··· Recorded data ···

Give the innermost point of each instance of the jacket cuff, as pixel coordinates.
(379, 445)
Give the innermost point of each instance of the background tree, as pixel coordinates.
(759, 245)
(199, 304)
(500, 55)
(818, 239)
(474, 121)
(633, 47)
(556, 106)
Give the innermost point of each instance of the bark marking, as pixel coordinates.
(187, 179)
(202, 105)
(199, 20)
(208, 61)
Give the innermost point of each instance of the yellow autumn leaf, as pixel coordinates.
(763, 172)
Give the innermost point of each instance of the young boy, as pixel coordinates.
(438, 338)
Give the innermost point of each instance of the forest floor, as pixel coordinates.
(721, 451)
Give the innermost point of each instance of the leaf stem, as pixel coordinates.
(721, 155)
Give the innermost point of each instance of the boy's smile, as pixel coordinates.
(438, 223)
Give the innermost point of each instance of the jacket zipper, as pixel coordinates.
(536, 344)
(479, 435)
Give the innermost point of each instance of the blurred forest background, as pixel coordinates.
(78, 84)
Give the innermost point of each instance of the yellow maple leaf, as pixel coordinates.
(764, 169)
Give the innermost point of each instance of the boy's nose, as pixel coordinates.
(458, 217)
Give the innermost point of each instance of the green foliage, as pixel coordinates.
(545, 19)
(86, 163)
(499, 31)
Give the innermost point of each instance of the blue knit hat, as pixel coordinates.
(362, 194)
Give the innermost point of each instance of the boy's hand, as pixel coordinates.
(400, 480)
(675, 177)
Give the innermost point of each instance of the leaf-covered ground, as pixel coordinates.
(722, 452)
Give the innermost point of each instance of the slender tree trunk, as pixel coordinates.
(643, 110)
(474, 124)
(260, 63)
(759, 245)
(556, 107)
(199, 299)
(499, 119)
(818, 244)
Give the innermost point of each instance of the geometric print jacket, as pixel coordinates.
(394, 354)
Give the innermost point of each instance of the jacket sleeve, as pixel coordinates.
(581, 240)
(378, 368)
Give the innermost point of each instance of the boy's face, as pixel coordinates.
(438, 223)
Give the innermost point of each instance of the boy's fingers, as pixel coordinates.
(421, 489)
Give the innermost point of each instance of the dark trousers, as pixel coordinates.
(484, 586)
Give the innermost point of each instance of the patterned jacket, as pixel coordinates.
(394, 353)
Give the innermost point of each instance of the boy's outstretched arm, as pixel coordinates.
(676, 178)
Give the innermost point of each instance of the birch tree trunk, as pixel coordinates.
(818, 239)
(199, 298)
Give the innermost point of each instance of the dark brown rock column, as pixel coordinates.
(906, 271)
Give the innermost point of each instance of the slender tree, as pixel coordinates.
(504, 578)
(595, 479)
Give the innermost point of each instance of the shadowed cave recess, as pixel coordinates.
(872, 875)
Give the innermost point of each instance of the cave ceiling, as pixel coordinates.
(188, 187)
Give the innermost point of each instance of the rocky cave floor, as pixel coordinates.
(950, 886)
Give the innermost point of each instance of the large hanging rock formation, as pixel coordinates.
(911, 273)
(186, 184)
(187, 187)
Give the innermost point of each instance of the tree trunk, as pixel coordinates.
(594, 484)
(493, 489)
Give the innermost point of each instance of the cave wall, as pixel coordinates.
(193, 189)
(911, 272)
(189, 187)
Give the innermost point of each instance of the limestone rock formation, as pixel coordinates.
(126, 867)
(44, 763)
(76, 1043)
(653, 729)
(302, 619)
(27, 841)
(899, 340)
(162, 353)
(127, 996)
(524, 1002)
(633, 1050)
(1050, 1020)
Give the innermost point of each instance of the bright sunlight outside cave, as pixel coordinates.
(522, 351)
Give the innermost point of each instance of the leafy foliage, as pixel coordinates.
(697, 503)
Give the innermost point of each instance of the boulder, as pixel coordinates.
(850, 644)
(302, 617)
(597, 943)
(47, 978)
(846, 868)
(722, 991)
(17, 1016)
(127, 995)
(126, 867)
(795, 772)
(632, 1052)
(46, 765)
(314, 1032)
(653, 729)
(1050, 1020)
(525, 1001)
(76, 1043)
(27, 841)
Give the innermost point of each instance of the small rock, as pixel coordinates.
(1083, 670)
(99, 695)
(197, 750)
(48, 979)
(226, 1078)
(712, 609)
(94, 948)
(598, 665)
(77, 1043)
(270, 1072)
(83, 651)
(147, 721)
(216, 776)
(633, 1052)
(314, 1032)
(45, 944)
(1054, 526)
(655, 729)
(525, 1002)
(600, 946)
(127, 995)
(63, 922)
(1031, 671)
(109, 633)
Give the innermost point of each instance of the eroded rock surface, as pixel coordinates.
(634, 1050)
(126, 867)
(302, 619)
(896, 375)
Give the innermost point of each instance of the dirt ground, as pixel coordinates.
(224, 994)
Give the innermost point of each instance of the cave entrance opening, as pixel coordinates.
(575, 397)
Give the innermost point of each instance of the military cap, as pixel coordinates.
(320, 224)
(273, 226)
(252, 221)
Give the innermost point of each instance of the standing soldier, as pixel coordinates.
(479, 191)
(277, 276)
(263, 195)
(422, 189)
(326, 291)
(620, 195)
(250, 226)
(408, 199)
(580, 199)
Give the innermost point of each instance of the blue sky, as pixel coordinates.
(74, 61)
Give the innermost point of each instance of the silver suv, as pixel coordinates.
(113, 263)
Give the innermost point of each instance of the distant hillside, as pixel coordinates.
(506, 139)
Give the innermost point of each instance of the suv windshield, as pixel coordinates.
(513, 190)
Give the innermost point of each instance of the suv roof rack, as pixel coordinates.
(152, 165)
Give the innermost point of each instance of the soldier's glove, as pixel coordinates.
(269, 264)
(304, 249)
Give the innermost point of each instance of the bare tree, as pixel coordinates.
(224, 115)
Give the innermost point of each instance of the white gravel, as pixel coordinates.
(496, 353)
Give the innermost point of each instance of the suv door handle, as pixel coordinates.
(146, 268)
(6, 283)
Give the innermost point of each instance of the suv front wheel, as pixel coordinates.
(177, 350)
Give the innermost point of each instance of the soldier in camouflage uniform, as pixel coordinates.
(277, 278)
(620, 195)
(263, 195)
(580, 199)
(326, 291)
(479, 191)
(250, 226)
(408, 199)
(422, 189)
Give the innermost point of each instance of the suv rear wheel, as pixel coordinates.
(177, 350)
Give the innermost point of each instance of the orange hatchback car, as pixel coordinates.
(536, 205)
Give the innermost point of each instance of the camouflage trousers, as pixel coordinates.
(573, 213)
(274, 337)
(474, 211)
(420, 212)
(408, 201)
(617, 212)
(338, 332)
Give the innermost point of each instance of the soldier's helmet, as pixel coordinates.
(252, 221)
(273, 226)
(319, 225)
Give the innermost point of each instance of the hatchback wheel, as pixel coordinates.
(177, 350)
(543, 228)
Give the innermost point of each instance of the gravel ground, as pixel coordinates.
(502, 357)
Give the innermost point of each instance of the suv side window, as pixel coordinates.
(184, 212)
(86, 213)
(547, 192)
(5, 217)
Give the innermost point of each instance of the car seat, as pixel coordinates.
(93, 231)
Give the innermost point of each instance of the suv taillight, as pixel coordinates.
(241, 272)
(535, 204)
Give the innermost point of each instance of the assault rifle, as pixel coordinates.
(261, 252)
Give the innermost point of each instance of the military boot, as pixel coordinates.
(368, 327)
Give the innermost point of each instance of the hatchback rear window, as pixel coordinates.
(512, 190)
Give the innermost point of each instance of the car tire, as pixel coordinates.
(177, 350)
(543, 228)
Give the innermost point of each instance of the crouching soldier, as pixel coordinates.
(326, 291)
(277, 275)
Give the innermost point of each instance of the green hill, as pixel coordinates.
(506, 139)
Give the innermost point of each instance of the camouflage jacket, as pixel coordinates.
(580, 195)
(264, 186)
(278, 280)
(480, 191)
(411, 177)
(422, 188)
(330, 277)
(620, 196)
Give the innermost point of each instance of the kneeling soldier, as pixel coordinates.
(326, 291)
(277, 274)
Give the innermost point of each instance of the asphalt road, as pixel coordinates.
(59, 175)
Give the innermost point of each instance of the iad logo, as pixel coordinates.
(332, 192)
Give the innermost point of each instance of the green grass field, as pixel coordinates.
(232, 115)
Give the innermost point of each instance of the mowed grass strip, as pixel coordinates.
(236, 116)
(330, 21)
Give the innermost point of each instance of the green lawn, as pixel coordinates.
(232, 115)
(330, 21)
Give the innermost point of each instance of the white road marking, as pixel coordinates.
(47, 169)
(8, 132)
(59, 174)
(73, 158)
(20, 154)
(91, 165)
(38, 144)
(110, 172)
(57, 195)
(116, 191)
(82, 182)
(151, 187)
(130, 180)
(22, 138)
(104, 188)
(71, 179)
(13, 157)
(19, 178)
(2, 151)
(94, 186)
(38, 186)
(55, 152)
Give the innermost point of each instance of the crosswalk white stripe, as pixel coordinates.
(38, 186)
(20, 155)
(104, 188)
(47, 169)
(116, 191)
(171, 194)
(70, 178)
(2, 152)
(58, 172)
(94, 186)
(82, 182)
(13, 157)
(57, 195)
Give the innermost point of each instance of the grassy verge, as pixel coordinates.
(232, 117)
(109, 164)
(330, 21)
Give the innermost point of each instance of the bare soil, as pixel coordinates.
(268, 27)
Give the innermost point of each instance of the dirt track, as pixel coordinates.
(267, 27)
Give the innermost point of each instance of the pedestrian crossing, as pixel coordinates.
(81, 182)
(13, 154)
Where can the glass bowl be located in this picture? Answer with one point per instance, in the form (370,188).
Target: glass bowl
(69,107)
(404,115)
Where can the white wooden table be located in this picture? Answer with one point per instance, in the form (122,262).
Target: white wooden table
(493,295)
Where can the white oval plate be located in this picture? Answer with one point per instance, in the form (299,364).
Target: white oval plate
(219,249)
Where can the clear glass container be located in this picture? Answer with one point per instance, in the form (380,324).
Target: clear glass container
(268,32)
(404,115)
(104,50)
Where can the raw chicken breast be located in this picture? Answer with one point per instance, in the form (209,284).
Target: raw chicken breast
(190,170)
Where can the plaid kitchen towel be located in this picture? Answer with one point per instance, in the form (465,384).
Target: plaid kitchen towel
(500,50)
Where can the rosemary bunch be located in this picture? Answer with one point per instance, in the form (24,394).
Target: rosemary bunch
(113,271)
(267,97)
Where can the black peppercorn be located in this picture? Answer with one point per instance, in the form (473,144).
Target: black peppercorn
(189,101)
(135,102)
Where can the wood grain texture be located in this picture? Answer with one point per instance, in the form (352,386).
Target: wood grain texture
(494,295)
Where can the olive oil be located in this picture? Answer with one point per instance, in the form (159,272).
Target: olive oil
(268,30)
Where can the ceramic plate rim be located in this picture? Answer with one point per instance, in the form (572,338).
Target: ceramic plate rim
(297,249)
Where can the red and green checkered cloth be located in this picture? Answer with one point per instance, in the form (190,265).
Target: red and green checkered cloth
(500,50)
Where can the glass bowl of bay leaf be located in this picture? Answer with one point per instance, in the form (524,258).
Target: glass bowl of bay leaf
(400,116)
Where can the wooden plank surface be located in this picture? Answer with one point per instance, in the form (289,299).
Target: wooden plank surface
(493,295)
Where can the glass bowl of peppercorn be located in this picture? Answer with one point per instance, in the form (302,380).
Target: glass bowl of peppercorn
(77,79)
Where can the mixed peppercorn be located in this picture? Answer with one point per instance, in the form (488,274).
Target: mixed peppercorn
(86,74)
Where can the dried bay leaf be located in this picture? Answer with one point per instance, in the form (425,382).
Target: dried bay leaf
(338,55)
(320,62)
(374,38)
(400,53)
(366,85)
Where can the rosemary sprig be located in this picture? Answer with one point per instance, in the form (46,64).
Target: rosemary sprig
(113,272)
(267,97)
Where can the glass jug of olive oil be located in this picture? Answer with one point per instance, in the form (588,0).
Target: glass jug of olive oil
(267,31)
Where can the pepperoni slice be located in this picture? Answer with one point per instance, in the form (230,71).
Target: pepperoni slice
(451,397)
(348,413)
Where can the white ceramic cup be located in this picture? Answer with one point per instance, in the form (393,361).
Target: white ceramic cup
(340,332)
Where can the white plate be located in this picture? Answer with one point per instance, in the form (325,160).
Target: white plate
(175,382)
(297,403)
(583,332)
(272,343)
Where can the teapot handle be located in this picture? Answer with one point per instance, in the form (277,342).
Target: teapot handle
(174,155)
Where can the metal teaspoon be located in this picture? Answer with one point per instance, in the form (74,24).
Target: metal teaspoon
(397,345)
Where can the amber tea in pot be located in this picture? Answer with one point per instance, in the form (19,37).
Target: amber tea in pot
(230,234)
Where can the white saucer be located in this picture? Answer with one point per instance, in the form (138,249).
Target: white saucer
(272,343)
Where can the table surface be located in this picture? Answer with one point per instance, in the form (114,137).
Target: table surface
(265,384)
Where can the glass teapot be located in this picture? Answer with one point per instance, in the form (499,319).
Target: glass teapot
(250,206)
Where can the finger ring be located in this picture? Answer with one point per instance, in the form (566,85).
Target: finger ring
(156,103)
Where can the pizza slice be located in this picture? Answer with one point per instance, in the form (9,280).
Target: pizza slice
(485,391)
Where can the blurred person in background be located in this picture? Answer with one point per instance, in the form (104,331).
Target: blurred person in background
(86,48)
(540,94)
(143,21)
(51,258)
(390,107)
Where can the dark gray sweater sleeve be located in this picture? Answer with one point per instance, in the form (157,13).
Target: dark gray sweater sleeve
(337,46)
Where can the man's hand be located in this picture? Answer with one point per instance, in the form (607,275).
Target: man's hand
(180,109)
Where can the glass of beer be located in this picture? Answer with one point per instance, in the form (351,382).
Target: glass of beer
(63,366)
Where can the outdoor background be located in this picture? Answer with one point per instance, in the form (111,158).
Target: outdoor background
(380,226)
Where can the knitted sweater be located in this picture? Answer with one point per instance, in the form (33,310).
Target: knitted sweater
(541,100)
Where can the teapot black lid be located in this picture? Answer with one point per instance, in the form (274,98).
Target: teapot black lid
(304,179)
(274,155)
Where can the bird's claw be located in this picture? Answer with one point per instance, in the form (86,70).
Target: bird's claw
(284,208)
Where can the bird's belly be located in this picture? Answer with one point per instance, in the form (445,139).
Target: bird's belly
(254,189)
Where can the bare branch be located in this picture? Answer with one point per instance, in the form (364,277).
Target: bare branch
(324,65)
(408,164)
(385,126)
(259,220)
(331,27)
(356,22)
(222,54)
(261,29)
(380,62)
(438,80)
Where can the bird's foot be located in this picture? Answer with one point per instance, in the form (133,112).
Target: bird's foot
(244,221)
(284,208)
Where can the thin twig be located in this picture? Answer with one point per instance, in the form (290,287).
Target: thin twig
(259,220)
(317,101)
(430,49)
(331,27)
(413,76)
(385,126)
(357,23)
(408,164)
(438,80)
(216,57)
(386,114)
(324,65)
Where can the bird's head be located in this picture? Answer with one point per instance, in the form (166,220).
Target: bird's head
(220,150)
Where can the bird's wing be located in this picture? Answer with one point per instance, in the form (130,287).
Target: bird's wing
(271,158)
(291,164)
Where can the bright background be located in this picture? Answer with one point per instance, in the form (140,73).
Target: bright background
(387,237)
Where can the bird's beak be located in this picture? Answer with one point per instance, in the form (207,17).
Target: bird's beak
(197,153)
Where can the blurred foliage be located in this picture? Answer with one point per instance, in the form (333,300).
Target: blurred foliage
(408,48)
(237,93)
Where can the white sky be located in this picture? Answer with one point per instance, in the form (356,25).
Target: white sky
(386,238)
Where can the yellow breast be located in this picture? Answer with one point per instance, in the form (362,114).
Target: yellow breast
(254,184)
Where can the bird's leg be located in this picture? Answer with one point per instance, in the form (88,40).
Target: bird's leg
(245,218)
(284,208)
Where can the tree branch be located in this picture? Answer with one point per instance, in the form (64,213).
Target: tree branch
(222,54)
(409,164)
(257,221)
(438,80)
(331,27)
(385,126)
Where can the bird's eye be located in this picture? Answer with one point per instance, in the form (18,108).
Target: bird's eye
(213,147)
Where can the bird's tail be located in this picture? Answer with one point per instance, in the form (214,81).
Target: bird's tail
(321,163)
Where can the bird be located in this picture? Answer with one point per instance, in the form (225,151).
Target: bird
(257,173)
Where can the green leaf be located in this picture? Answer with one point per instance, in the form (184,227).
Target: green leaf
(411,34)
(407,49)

···

Task prompt: Print precisely the lines from the one with "Target: bird's head" through the end of the data above, adding nothing.

Answer box:
Target: bird's head
(220,150)
Where can the bird's wing be located in this picture? Answer with one point per instance, in the form (130,287).
Target: bird's wing
(271,158)
(291,164)
Where can the bright background be located in this picture? Answer with one point per instance, in the form (140,73).
Target: bright background
(387,237)
Where can the bird's beak be located in this picture? Answer with one point per instance, in the form (207,17).
Target: bird's beak
(197,153)
Where can the blurred foliage be located in this picture? Answer with one point per instance, in the form (333,300).
Target: blurred foliage
(408,48)
(237,93)
Where can the white sky be located in this picture? Answer with one point per instance, in the form (356,25).
Target: white sky
(386,238)
Where can the yellow breast be located in this picture? Answer with one point per instance, in the form (362,114).
Target: yellow breast
(254,184)
Where can the bird's leg be located in this picture? Answer with one point per instance, in the form (88,40).
Target: bird's leg
(245,218)
(284,208)
Where can the tree branch be located in this picture? Answer with one point per instance, in the form (64,213).
Target: tree branch
(222,54)
(409,164)
(257,221)
(438,80)
(331,27)
(385,126)
Where can the bird's eye be located in this picture? Answer with one point per instance, in the form (18,108).
Target: bird's eye
(213,147)
Where can the bird's tail be located in this picture? Answer with one point per instance, in the form (214,81).
Target: bird's tail
(321,163)
Where can the bird be located in this picture? Answer with one point per instance, in the form (225,151).
Target: bird
(257,173)
Where can the green leaf be located in this picture? Answer with one point per instance, in the form (184,227).
Target: green leaf
(411,34)
(407,49)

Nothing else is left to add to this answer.